* _Problem_
Every line from the one containing "object: grassy field" to the final line of the material below must be reproduced exactly; leave out all other lines.

* _Dataset records_
=== Section Start ===
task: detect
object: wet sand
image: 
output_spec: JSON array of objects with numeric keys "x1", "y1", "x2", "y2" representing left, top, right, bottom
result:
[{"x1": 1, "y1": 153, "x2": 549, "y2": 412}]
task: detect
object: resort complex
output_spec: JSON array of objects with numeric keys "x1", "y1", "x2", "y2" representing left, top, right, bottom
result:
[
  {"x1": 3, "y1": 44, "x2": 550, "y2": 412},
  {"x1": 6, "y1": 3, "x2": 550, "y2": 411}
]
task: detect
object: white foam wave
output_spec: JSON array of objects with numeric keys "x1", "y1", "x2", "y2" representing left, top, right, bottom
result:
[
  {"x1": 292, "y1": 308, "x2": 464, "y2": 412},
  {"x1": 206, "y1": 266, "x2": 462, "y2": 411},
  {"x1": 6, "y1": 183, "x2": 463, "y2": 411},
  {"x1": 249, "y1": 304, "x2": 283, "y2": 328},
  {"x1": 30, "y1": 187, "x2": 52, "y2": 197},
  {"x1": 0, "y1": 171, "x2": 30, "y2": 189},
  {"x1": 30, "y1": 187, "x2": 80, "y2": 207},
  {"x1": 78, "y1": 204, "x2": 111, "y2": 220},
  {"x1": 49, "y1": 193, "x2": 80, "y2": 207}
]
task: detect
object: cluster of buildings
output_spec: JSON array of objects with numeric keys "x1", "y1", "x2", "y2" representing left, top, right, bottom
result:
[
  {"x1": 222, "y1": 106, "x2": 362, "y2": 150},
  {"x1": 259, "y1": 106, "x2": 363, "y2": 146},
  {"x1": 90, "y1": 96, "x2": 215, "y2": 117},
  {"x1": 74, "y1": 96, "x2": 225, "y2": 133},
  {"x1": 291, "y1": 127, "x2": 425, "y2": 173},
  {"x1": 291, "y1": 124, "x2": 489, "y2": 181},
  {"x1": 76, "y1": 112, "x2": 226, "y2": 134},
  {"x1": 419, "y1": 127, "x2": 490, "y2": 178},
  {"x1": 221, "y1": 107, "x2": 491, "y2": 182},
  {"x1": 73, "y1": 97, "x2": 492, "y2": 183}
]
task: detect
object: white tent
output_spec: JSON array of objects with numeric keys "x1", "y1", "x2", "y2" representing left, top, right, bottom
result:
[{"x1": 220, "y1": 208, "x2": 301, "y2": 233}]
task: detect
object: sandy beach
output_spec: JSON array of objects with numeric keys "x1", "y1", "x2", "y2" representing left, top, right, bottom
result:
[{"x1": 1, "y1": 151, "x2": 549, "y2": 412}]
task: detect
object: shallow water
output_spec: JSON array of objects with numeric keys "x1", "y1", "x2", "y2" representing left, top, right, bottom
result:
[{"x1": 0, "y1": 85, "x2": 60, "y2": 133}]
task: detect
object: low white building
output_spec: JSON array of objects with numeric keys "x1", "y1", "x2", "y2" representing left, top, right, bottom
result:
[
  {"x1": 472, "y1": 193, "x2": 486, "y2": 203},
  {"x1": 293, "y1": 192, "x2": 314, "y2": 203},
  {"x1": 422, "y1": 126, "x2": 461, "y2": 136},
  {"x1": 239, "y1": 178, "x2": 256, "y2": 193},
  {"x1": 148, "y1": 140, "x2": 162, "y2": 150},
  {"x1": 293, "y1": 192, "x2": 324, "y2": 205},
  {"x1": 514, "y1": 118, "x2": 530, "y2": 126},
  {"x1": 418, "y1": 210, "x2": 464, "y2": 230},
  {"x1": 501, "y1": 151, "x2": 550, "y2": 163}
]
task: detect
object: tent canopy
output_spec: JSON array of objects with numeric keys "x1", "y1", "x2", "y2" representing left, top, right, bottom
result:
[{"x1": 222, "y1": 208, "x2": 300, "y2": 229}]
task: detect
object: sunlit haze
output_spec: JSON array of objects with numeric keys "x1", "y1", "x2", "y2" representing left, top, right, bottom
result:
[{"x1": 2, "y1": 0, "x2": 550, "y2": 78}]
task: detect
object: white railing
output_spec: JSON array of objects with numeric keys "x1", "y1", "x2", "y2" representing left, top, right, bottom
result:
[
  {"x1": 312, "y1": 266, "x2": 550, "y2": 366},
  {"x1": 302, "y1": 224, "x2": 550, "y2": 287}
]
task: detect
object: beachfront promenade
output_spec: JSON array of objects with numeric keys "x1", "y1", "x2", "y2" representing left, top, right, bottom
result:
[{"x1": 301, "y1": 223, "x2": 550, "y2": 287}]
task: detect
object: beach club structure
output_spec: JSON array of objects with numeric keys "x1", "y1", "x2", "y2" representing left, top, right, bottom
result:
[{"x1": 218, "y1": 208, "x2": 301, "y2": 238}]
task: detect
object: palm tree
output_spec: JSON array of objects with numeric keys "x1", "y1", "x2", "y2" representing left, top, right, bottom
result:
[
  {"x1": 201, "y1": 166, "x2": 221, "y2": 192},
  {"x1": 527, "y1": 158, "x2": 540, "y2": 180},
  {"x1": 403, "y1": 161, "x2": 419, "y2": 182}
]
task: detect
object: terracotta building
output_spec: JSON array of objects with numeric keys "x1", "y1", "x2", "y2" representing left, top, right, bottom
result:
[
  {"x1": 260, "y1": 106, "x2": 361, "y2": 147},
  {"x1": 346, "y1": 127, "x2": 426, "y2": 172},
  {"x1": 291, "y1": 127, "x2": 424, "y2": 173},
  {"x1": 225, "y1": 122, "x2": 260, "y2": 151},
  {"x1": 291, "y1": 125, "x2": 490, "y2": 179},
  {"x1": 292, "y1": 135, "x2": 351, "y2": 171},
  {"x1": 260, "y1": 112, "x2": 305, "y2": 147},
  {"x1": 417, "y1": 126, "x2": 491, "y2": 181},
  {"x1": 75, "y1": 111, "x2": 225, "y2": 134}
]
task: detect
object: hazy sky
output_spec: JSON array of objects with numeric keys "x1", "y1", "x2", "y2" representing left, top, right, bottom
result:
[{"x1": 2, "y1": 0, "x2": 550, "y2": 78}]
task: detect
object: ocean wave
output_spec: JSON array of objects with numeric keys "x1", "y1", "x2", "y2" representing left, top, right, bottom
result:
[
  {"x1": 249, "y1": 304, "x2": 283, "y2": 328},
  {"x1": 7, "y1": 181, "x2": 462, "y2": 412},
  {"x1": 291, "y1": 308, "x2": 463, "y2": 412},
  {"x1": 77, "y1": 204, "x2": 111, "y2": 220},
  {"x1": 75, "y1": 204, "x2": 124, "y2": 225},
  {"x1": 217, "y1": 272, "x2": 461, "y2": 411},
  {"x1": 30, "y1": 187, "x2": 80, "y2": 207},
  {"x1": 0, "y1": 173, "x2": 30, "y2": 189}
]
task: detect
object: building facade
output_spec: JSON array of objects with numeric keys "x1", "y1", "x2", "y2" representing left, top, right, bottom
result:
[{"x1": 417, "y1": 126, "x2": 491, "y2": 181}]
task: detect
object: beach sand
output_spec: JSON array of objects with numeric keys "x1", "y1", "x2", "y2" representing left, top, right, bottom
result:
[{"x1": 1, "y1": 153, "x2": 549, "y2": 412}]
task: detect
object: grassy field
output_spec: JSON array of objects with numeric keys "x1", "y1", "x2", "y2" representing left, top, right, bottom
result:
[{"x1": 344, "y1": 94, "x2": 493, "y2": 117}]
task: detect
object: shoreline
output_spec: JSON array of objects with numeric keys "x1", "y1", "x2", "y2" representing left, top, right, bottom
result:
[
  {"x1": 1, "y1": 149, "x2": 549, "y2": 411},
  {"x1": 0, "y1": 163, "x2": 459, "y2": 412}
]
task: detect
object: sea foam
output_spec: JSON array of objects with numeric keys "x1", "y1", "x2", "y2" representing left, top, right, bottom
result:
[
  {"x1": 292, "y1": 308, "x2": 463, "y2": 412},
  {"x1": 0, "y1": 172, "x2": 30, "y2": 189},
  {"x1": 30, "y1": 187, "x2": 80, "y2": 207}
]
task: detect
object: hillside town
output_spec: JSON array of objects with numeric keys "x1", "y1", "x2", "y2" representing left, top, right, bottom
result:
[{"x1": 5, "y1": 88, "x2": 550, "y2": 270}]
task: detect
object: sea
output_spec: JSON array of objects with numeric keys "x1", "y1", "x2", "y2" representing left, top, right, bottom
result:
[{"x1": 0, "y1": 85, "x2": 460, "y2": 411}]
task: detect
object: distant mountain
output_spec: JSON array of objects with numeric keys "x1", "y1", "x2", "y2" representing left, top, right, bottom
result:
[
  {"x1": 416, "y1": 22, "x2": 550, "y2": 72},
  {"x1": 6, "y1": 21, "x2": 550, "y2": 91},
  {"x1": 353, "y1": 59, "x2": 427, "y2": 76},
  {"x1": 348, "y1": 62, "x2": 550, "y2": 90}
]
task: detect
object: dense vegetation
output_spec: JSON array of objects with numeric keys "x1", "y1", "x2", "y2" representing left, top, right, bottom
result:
=== Section End ===
* _Written answer_
object: grassy field
output_spec: JSON array of objects with numeric keys "x1", "y1", "x2", "y2" representing left, top, right, bottom
result:
[{"x1": 344, "y1": 94, "x2": 493, "y2": 117}]
task: detect
object: shoreline
output_spec: JSON array of objects with numeric keys "x1", "y1", "x2", "y2" representing left, top, right, bottom
result:
[
  {"x1": 1, "y1": 149, "x2": 549, "y2": 411},
  {"x1": 0, "y1": 163, "x2": 459, "y2": 412}
]
task: detect
object: sea foam
output_spec: JSON array of objects with numeric keys "x1", "y1", "x2", "y2" representing left, top, right, bottom
result:
[
  {"x1": 292, "y1": 308, "x2": 463, "y2": 412},
  {"x1": 0, "y1": 172, "x2": 30, "y2": 189},
  {"x1": 30, "y1": 187, "x2": 80, "y2": 207}
]
task: detect
object: hillside town
output_spec: JSON array of objects with numeric keys "x1", "y1", "x2", "y2" representing left, top, right, bottom
result:
[{"x1": 5, "y1": 88, "x2": 550, "y2": 270}]
task: detect
object: sea
output_spec: JSON array of objects with numeric keys "x1", "y1", "x2", "y2" representing left, top, right, bottom
result:
[{"x1": 0, "y1": 85, "x2": 460, "y2": 411}]
task: detect
object: distant mountain
output_spec: JSON array of objects with numeric keys "x1", "y1", "x2", "y2" representing left, top, right, bottom
result:
[
  {"x1": 416, "y1": 22, "x2": 550, "y2": 72},
  {"x1": 6, "y1": 21, "x2": 550, "y2": 91},
  {"x1": 353, "y1": 59, "x2": 427, "y2": 76},
  {"x1": 348, "y1": 62, "x2": 550, "y2": 90}
]
task: detect
object: dense vegetation
output_spec: JSON array of objects with numeric keys "x1", "y1", "x2", "y2" representing left, top, right, bottom
result:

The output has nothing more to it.